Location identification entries
++++++++++

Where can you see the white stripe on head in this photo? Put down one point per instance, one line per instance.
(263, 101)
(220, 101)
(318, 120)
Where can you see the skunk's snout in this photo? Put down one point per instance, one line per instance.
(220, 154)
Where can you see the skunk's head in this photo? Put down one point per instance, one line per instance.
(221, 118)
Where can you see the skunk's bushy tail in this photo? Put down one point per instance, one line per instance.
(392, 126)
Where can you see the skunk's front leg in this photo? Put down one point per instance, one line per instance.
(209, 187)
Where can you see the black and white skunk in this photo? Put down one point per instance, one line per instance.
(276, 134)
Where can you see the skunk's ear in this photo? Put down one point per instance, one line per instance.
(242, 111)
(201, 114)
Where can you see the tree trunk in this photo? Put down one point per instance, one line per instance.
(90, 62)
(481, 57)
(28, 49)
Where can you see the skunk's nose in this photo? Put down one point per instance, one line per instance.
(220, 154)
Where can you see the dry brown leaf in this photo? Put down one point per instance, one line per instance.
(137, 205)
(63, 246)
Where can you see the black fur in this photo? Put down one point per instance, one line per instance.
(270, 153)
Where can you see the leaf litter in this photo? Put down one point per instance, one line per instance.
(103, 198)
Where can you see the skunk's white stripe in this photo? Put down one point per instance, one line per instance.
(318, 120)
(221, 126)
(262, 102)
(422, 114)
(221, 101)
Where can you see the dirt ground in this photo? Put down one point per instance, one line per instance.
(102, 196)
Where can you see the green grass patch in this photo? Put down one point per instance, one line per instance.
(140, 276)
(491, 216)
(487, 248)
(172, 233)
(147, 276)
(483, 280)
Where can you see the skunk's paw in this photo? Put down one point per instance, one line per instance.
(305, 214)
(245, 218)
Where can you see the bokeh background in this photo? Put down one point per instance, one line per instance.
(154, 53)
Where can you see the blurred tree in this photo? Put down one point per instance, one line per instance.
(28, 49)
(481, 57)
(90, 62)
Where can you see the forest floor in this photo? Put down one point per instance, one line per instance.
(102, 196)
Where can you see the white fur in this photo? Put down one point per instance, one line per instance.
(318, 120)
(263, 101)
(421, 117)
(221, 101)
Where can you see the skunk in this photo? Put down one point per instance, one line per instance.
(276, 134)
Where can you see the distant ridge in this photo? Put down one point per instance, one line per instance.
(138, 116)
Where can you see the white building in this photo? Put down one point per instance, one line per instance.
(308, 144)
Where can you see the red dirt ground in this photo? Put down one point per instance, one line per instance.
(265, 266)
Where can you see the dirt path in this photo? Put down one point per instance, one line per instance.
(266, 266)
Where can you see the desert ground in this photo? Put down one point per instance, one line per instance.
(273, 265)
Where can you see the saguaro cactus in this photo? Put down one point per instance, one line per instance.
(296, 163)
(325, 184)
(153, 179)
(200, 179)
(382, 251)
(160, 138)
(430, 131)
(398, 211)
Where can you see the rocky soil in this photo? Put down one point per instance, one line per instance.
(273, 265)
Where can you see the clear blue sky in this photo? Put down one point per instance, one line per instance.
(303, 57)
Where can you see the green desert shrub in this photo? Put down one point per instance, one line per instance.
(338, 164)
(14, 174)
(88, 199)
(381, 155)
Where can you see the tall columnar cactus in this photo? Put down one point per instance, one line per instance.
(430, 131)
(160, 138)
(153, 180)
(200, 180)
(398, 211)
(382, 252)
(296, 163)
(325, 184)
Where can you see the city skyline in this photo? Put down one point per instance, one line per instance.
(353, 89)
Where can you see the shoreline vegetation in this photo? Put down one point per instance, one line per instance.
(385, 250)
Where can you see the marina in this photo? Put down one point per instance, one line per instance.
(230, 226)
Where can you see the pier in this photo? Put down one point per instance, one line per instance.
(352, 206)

++++++++++

▸ Directions: Transcribe the data. Leave every line exactly as it is.

▸ Solution for this task:
Where can you see the white stripe on head in this photo? Put down one point per instance, one line per instance.
(263, 101)
(220, 101)
(318, 120)
Where can you see the skunk's snout in this photo? Put down one point per instance, one line per instance.
(220, 154)
Where can you see the skunk's head in this photo? Put down one point per instance, one line per instance.
(221, 118)
Where can you see the skunk's bushy tail in this photo? Put down one point per instance, one line per instance.
(392, 126)
Where can you see the skunk's front leg in this photo? Put down one point per instance, one line per instance.
(209, 187)
Where can you see the black and white skunk in this photo? Put down one point per instance, one line per instance.
(276, 134)
Where can you see the skunk's ear in this photo? Put down one point per instance, one line per instance.
(242, 111)
(201, 114)
Where can you see the tree trunk in this photo? Put down one point per instance, one line per instance.
(90, 62)
(481, 57)
(28, 49)
Where can you see the skunk's nose in this photo? Put down one point per instance, one line per instance.
(220, 154)
Where can you see the dry brown leaf in this photo? Put down one point per instance, one line per instance.
(137, 205)
(63, 246)
Where can you see the black fur in this photo? Put down one point per instance, one line per instance.
(270, 153)
Where can you see the leaf litter in this photo? Put down one point per instance, one line per instance.
(103, 198)
Where can you see the skunk's white stripe in this photo? Put down one point per instance, one line per instance.
(318, 120)
(221, 126)
(262, 102)
(422, 114)
(221, 101)
Where can you see the dirt ground in this photo? Put down one point per instance, one line per instance.
(102, 196)
Where can you see the green grass patch in this photo? Put down one point per instance, one line per instance.
(140, 276)
(491, 216)
(487, 248)
(172, 233)
(147, 276)
(483, 280)
Where can you see the skunk's paw in this photo? Put down one point per instance, one line per instance.
(305, 214)
(245, 218)
Where can you see the bokeh background in this photo? Put down one point per instance, one line per instance.
(154, 53)
Where can you see the blurred tree in this photo? Put down one point per instance, one line per instance.
(28, 49)
(481, 57)
(90, 62)
Where can you see the forest floor in this photo? Put down one point per instance, one line per instance.
(102, 196)
Where can you see the white fur in this photo? Put down one point per instance, one line per instance.
(318, 120)
(263, 101)
(421, 117)
(221, 101)
Where can you see the skunk in this photo? Put down one point per instance, one line per instance.
(276, 134)
Where can you see the distant ridge in this photo? Put down one point per instance, one line per instance.
(138, 116)
Where can you see the white building in this photo? Put down one point per instance, one line per instance.
(308, 144)
Where can you see the red dirt ground in this photo? Put down one point per instance, one line per instance.
(265, 266)
Where can you see the dirt path in this photo? Put down one point per instance, one line per instance.
(266, 266)
Where can you see the desert ground in this photo? Put down one point per instance, one line per instance.
(273, 265)
Where can you see the saguaro cactus in this photo? Put down one point per instance, one line per instance.
(296, 163)
(325, 184)
(153, 179)
(200, 179)
(382, 251)
(160, 138)
(430, 131)
(398, 211)
Where can you see the rocky soil in this photo? Put down one point per instance, one line per instance.
(273, 265)
Where can you see the clear blue sky in this photo? Put down one point per instance, one line per instance.
(303, 57)
Where can you see the green desert shrub in this photo? Put down one point per instance, one line per instance.
(338, 164)
(14, 174)
(88, 199)
(381, 155)
Where can you see the tall columnar cactus in this photo? Put down one point per instance, one line per instance.
(430, 131)
(160, 138)
(153, 180)
(200, 180)
(398, 211)
(382, 252)
(296, 163)
(325, 184)
Where can you see the city skyline in this photo? Put down one point per instance, one line per instance.
(353, 89)
Where can you see the shoreline vegetation in this photo? Put down one point per instance, one line per instance.
(385, 250)
Where can you see the marina in this photo? Put down one point per instance, one line per instance.
(230, 226)
Where can you see the pier in this photo? Put down one point per instance, one line per instance.
(352, 206)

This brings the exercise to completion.